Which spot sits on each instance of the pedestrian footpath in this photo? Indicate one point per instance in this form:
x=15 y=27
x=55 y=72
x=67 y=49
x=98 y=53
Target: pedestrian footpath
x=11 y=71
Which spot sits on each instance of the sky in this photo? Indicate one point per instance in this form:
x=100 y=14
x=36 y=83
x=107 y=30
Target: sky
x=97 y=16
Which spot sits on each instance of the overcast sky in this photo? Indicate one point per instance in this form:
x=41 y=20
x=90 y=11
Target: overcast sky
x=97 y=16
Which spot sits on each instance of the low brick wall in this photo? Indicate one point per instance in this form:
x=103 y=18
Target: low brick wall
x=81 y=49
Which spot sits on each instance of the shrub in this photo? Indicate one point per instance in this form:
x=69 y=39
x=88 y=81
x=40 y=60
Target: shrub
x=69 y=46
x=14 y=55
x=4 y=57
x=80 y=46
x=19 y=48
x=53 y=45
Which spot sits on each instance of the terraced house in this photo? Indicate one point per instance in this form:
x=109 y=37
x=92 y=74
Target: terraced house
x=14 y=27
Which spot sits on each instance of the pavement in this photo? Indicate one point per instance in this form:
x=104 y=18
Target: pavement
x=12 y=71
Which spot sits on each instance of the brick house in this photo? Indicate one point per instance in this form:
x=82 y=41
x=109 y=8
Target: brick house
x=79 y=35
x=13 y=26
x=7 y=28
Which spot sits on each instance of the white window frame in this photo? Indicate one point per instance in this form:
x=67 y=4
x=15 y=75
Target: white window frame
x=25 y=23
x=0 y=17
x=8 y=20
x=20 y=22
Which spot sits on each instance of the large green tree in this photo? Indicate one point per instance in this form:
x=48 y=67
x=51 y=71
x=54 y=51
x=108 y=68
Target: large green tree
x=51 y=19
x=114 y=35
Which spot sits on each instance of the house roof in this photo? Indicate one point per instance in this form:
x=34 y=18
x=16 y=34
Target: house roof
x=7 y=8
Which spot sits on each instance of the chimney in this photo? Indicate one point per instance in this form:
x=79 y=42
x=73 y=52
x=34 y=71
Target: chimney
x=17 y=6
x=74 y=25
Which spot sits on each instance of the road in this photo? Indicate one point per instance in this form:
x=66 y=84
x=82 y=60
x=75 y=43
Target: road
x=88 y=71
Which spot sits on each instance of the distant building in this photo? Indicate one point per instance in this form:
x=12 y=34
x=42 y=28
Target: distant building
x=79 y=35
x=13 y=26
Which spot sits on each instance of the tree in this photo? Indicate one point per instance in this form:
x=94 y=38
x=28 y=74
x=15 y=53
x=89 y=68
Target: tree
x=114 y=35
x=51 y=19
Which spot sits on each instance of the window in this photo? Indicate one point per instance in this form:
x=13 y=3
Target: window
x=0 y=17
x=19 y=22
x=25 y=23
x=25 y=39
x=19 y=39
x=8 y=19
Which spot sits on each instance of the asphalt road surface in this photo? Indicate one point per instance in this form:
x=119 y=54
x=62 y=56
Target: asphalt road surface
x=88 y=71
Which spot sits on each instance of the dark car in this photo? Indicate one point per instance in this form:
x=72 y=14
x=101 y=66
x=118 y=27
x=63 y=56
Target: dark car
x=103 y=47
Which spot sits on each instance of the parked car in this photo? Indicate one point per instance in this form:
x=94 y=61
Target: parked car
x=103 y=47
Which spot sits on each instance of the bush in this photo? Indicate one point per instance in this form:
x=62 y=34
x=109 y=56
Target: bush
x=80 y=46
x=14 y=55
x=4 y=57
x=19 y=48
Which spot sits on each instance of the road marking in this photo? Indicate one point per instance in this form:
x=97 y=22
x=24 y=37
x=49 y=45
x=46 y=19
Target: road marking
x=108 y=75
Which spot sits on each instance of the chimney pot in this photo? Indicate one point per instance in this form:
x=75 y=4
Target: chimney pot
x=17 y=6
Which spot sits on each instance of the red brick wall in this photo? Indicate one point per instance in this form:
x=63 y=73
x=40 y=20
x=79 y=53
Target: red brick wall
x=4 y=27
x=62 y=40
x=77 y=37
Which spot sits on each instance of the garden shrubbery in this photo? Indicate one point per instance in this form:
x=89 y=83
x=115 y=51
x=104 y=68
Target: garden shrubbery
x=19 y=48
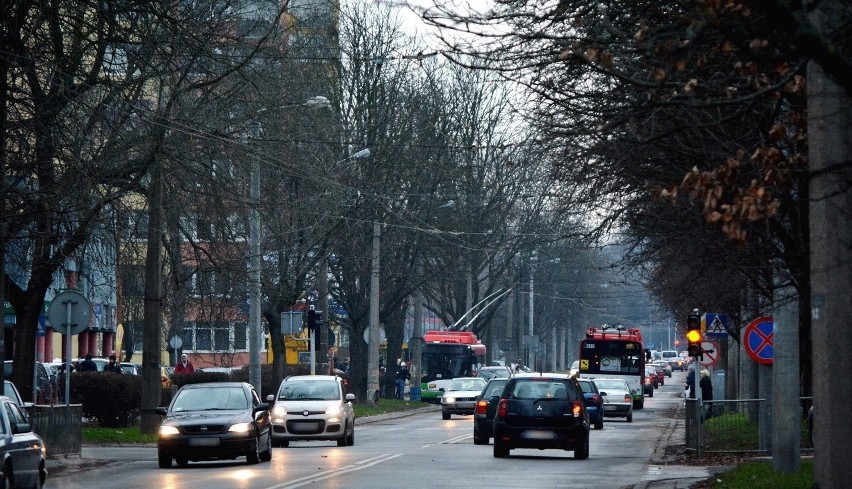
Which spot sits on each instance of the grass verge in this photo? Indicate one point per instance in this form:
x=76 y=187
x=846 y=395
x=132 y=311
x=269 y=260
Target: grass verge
x=759 y=475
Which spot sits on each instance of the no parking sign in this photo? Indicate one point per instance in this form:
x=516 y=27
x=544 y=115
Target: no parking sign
x=758 y=339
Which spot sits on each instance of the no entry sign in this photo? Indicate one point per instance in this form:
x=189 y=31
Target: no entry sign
x=758 y=339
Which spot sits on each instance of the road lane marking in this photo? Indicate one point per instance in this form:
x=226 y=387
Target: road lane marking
x=321 y=476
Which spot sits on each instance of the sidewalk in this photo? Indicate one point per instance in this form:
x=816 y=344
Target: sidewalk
x=662 y=475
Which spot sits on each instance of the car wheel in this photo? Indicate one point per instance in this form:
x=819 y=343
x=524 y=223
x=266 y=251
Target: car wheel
x=477 y=438
x=253 y=457
x=7 y=477
x=582 y=452
x=350 y=439
x=164 y=461
x=266 y=455
x=500 y=450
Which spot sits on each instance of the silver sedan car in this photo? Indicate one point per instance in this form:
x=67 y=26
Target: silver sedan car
x=312 y=407
x=460 y=396
x=21 y=449
x=617 y=400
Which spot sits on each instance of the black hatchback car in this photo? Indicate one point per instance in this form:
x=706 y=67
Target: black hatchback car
x=214 y=421
x=542 y=410
x=486 y=408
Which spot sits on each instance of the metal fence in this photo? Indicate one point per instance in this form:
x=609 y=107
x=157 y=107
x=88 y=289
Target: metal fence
x=742 y=425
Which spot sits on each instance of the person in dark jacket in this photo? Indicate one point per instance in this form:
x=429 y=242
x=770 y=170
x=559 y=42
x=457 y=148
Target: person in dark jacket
x=112 y=366
x=402 y=374
x=690 y=381
x=87 y=365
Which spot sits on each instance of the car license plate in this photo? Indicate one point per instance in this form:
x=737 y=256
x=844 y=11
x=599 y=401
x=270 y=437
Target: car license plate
x=539 y=435
x=204 y=442
x=304 y=427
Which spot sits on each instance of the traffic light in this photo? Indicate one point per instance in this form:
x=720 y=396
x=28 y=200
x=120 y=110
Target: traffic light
x=312 y=320
x=693 y=335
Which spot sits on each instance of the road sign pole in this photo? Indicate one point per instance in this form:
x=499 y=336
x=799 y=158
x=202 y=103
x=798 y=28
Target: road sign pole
x=68 y=305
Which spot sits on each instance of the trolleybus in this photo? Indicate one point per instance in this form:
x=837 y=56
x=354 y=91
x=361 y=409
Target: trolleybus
x=445 y=356
x=615 y=351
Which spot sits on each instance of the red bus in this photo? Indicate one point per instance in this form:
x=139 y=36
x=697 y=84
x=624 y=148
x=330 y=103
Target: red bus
x=445 y=356
x=615 y=351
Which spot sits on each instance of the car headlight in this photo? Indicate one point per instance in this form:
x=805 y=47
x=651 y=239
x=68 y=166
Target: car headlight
x=240 y=428
x=333 y=410
x=279 y=410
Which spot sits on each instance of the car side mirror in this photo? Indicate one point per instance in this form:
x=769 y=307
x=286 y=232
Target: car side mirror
x=21 y=428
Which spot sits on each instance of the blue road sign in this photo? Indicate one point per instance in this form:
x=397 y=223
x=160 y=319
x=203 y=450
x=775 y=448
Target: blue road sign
x=717 y=324
x=759 y=342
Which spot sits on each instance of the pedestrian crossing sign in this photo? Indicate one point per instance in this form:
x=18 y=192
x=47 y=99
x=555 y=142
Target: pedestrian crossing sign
x=715 y=324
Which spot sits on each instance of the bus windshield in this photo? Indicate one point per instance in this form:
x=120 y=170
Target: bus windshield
x=447 y=361
x=610 y=357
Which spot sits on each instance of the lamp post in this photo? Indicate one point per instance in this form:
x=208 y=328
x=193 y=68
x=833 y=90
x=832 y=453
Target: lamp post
x=254 y=273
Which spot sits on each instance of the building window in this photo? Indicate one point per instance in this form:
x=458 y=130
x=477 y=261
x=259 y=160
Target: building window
x=240 y=336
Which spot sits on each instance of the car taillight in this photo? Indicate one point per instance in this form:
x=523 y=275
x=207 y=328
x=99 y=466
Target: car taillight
x=577 y=409
x=481 y=406
x=501 y=408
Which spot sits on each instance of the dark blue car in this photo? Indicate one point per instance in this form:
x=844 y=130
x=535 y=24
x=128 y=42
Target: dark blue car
x=594 y=403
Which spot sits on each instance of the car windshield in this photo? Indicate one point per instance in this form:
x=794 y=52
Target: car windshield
x=309 y=390
x=467 y=385
x=495 y=388
x=611 y=384
x=489 y=374
x=210 y=399
x=553 y=389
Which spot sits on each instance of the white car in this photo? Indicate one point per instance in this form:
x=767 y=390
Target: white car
x=617 y=400
x=312 y=407
x=460 y=396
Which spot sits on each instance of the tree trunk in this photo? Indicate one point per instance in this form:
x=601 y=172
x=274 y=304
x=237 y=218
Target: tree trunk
x=151 y=386
x=830 y=147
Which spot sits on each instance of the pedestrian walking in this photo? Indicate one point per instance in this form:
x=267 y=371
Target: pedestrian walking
x=112 y=366
x=402 y=375
x=87 y=365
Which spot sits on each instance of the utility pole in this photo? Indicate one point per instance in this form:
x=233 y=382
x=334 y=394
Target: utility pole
x=373 y=346
x=254 y=273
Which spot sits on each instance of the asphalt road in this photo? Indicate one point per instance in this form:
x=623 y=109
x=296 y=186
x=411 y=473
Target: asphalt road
x=419 y=450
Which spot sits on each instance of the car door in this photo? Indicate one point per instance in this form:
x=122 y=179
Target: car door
x=20 y=445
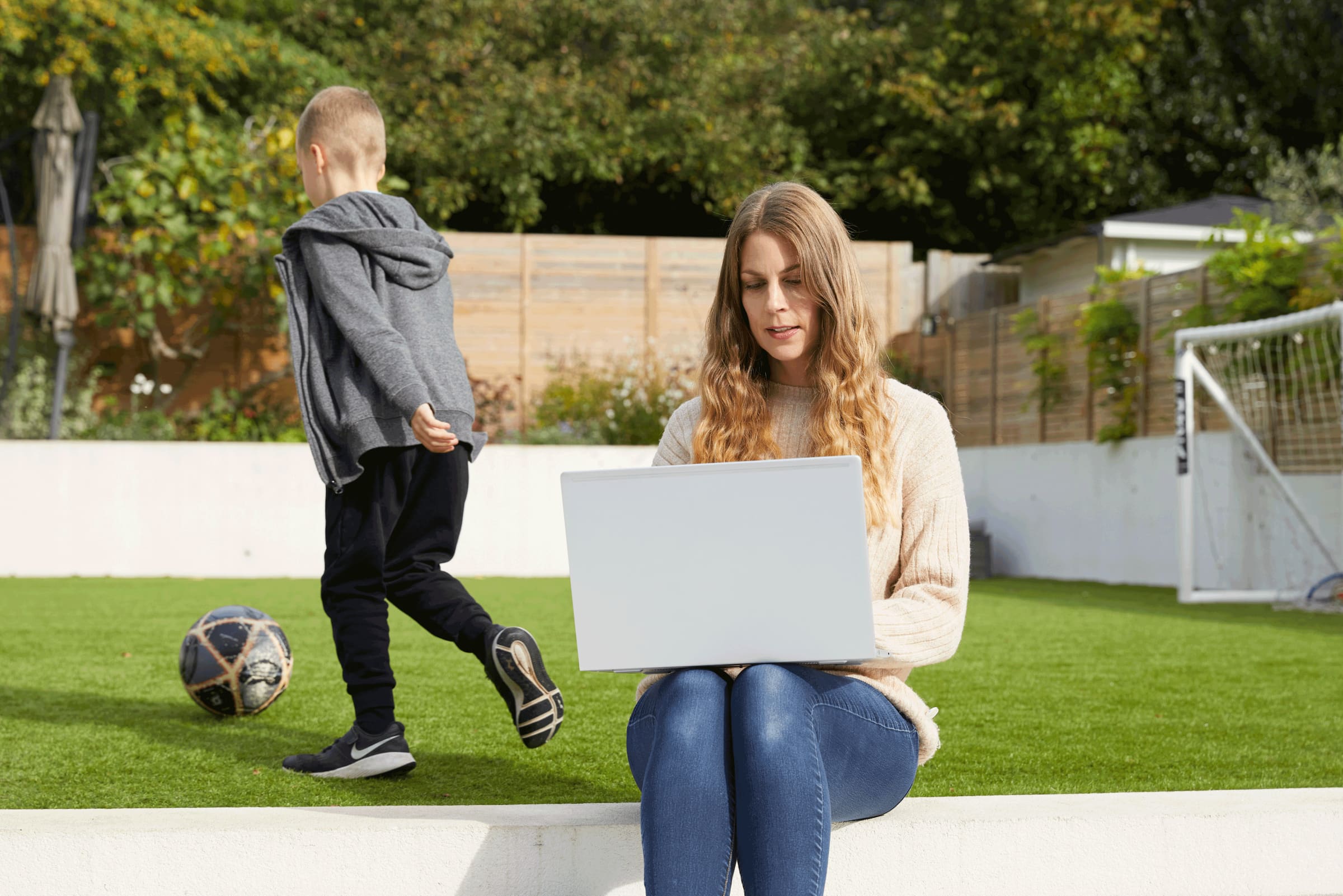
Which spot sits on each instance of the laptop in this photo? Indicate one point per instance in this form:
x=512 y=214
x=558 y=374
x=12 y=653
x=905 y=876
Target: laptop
x=719 y=565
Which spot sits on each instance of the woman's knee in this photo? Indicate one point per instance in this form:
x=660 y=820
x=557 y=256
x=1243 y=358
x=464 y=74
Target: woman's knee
x=771 y=709
x=691 y=710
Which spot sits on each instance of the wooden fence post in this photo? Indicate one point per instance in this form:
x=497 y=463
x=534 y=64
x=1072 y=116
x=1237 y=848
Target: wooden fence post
x=892 y=294
x=993 y=379
x=523 y=338
x=1043 y=315
x=950 y=381
x=650 y=294
x=1145 y=346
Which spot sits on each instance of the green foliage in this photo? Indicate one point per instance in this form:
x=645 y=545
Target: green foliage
x=1112 y=333
x=969 y=125
x=898 y=365
x=628 y=402
x=26 y=412
x=138 y=62
x=1306 y=188
x=242 y=416
x=1229 y=83
x=1046 y=352
x=1261 y=273
x=195 y=220
x=657 y=116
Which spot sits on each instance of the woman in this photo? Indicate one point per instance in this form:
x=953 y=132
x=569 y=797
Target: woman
x=751 y=765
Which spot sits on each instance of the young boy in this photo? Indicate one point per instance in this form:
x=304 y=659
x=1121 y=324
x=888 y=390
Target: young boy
x=388 y=413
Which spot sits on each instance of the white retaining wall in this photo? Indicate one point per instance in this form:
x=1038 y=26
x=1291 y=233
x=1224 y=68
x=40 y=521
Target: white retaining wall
x=1109 y=513
x=1232 y=843
x=1072 y=510
x=225 y=510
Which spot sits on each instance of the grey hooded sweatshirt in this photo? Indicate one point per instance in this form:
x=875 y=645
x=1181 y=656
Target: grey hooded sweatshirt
x=371 y=331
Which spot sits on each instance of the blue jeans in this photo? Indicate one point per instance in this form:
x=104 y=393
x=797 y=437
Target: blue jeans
x=755 y=770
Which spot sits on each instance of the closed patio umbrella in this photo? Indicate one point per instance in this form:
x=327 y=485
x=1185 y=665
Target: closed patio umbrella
x=51 y=287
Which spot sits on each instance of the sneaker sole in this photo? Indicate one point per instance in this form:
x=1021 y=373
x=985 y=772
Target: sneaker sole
x=531 y=686
x=375 y=766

WHAT THIS TASK INVOLVES: Give again, word for word, every line from the one holding "Which spot sits on each instance of the green" to the end of the data.

EXERCISE ANSWER:
Which spot sits on each instance of the green foliage in this photo? Indicate one point per instance in this form:
x=645 y=545
Target: green foliage
x=1112 y=333
x=969 y=125
x=898 y=365
x=628 y=402
x=26 y=412
x=138 y=62
x=1306 y=188
x=242 y=416
x=1229 y=83
x=1046 y=352
x=1261 y=273
x=195 y=220
x=657 y=116
Which spot sits on each instance of the woman in this photo? Indicate one point per instance in this form:
x=953 y=132
x=569 y=797
Target: woman
x=751 y=765
Which spot sits on each instance of the young boy in this photo? Indicate one point per instance in this form:
x=304 y=659
x=1121 y=324
x=888 y=390
Target: young boy
x=388 y=413
Which spot sits on each instance of the white retaining wall in this photo? Indicate one point per instance in this form:
x=1038 y=26
x=1291 y=233
x=1224 y=68
x=40 y=521
Target: white retaining wall
x=1109 y=513
x=1232 y=843
x=1072 y=510
x=225 y=510
Which spot sits on each instance of the grey hooded sweatshirt in this photo? Indicate one point per instance in this form:
x=875 y=645
x=1181 y=656
Target: grey hooded sweatshirt
x=371 y=331
Which spot sits on each instance of the blue jeans in this photo? Indicate one point per instance in this form:
x=104 y=393
x=797 y=437
Target: blue jeans
x=755 y=770
Which spot sits on each instance of the closed patio umbrella in this photo? Indicate one point per instance in this form:
x=327 y=485
x=1185 y=665
Target: closed patio umbrella
x=51 y=287
Which spot sits on each instance of the sneaker sole in this photo? Indicate one point per instance in this form:
x=1021 y=373
x=985 y=772
Target: sneaker sole
x=531 y=686
x=375 y=766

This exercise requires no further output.